DOKUMENTABSCHNITT:
Gesetzestext
1In den Fällen des § 708 Nr. 4 bis 11 hat das Gericht auszusprechen, dass der Schuldner die Vollstreckung durch Sicherheitsleistung oder Hinterlegung abwenden darf, wenn nicht der Gläubiger vor der Vollstreckung Sicherheit leistet. 2§ 709 Satz 2 gilt entsprechend, für den Schuldner jedoch mit der Maßgabe, dass Sicherheit in einem bestimmten Verhältnis zur Höhe des auf Grund des Urteils vollstreckbaren Betrages zu leisten ist. 3Für den Gläubiger gilt § 710 entsprechend.
A. Ratio der Abwendungsbefugnis.

AUFGABENBESCHREIBUNG: Führe den Dokumentabschnitt zur Abwendungsbefugnis des Schuldners im Anschluss an „A. Ratio der Abwendungsbefugnis.“ fort.

EXTRAHIERTE INFORMATIONEN:
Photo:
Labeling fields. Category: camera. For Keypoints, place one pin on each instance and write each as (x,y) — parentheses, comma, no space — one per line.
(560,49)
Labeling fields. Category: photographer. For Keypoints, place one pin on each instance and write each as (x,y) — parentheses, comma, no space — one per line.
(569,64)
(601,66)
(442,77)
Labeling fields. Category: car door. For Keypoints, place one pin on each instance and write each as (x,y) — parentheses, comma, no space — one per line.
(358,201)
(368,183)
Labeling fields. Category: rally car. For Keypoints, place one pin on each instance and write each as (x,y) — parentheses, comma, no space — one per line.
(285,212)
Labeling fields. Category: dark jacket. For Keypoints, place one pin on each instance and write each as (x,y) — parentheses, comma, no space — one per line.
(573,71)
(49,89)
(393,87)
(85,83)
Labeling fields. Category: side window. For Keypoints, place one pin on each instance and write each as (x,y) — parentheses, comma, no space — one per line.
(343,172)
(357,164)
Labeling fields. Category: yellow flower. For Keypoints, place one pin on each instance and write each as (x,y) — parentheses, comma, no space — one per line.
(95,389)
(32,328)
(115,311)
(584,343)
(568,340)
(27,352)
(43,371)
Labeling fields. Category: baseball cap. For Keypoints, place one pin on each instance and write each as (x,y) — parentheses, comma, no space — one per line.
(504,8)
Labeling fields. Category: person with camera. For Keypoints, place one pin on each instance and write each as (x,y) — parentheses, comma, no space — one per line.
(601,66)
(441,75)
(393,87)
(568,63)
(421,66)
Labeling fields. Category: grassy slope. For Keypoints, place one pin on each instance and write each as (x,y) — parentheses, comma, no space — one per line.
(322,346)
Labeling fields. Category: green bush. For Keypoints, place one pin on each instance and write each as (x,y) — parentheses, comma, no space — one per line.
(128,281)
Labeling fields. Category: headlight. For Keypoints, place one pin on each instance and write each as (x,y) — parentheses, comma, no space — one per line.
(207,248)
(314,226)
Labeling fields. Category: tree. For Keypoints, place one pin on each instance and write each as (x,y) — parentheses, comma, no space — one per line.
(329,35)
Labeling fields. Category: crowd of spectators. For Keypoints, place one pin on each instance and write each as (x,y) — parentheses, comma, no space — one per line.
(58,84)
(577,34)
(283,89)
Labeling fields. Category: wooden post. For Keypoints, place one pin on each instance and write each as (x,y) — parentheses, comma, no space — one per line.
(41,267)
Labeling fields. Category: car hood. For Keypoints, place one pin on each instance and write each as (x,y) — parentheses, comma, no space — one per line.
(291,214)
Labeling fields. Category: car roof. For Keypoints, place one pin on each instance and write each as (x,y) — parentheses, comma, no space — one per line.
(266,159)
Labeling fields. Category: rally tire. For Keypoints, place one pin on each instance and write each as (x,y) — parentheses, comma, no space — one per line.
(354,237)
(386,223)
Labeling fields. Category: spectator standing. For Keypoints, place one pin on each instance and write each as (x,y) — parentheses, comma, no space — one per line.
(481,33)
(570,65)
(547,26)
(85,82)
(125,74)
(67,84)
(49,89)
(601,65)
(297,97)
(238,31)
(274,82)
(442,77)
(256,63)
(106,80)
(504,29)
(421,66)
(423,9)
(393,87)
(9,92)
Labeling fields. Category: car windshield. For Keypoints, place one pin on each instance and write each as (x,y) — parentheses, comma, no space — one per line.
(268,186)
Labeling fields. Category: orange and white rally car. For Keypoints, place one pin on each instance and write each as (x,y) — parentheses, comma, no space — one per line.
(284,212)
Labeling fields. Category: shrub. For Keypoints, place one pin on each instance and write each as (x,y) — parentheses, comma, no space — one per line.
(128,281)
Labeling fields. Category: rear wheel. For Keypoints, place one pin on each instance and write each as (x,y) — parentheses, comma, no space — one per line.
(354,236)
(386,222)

ERGEBNIS:
Rn 1
Die Vorschrift bringt die Interessen des Schuldners in der Zwangsvollstreckung in den Fällen zur Geltung, in denen der Gläubiger vor Rechtskraft des Urteils vollstrecken kann, ohne zuvor Sicherheit leisten zu müssen. Er muss die sofortige unbedingte Vollstreckung dem Schuldner zwar kurzfristig anzeigen (Kobl DGVZ 85, 139, 141). Doch grds gebührt dem Gläubiger in der Zwangsvollstreckung der Vorrang (Köln NJW-RR 87, 189 [OLG Köln 08.09.1986 - 2 U 79/86]). § 711 bewirkt dadurch einen Ausgleich mit den Interessen des Schuldners, dass es ihm gestattet wird, die Vollstreckung seinerseits durch Sicherheitsleistung oder Hinterlegung abzuwenden. Damit kann er freilich nicht erreichen, dass die Zwangsvollstreckung überhaupt unterbleibt. Was dagegen bewirkt werden kann, ist, dass der Gläubiger Sicherheit leistet, bevor er vollstreckt. Einer gesonderten Androhung der Vollstreckung bedarf es dann nicht mehr (Köln BeckRS 09, 05469).
B. Entscheidung über die Abwendungsbefugnis.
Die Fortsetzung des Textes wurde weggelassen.